[Natural language region descriptions]

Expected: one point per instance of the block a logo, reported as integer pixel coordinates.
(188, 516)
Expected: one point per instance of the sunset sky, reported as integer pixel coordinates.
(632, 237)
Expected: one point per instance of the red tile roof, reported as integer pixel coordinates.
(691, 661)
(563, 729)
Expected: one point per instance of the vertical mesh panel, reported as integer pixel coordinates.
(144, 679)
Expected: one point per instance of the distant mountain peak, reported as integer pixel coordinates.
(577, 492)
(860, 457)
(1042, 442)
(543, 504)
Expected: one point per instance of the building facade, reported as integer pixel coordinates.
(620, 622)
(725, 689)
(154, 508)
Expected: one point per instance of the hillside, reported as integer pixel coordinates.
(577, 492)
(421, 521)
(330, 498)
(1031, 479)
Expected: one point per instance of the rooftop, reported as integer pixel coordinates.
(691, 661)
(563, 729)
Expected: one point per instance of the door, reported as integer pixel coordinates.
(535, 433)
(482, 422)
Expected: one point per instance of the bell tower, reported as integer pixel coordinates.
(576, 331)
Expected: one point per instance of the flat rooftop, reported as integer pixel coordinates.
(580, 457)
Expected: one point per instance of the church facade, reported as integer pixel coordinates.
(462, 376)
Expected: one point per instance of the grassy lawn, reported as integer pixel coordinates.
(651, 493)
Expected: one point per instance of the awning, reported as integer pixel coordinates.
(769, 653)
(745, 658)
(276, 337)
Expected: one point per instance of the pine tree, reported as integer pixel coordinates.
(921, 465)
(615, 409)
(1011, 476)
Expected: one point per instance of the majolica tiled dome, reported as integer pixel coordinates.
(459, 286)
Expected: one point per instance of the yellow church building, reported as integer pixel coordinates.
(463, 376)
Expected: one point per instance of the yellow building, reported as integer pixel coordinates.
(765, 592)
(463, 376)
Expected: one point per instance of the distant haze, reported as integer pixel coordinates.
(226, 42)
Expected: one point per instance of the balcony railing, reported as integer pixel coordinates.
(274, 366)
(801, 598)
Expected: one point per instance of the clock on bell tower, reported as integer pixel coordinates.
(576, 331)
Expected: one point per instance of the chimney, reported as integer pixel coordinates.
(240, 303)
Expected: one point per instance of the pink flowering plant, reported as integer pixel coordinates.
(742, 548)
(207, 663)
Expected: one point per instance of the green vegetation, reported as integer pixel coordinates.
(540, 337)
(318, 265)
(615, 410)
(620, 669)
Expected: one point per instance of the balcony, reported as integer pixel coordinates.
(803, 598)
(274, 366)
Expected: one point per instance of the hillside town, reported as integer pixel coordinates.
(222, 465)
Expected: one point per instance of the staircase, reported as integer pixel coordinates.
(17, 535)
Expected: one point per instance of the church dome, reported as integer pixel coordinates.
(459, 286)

• **The task**: Find the line containing "Expected: one point per instance of the clock" in the data above. Please transcribe it and every line after it, exactly.

• **Task result**:
Expected: one point per instance of the clock on bell tower, reported as integer pixel coordinates.
(576, 331)
Expected: one point per instance of the chimney, reported as integer pixel coordinates.
(240, 303)
Expected: one point per instance of the pink flowering plant, reported as integer pixel coordinates.
(742, 548)
(207, 663)
Expected: one point per instance of the green vegetation, reported as integer pixel coordinates.
(540, 337)
(318, 265)
(615, 410)
(620, 669)
Expected: one point per instance of the balcony, reported as integer pixel coordinates.
(803, 598)
(274, 366)
Expected: one point per instance of the hillside town, reported as integer pixel coordinates.
(222, 465)
Expected: one point per instance of the staircase, reported as integer pixel coordinates.
(17, 535)
Expected: one point per instance of the church dome, reported as integer pixel coordinates.
(459, 286)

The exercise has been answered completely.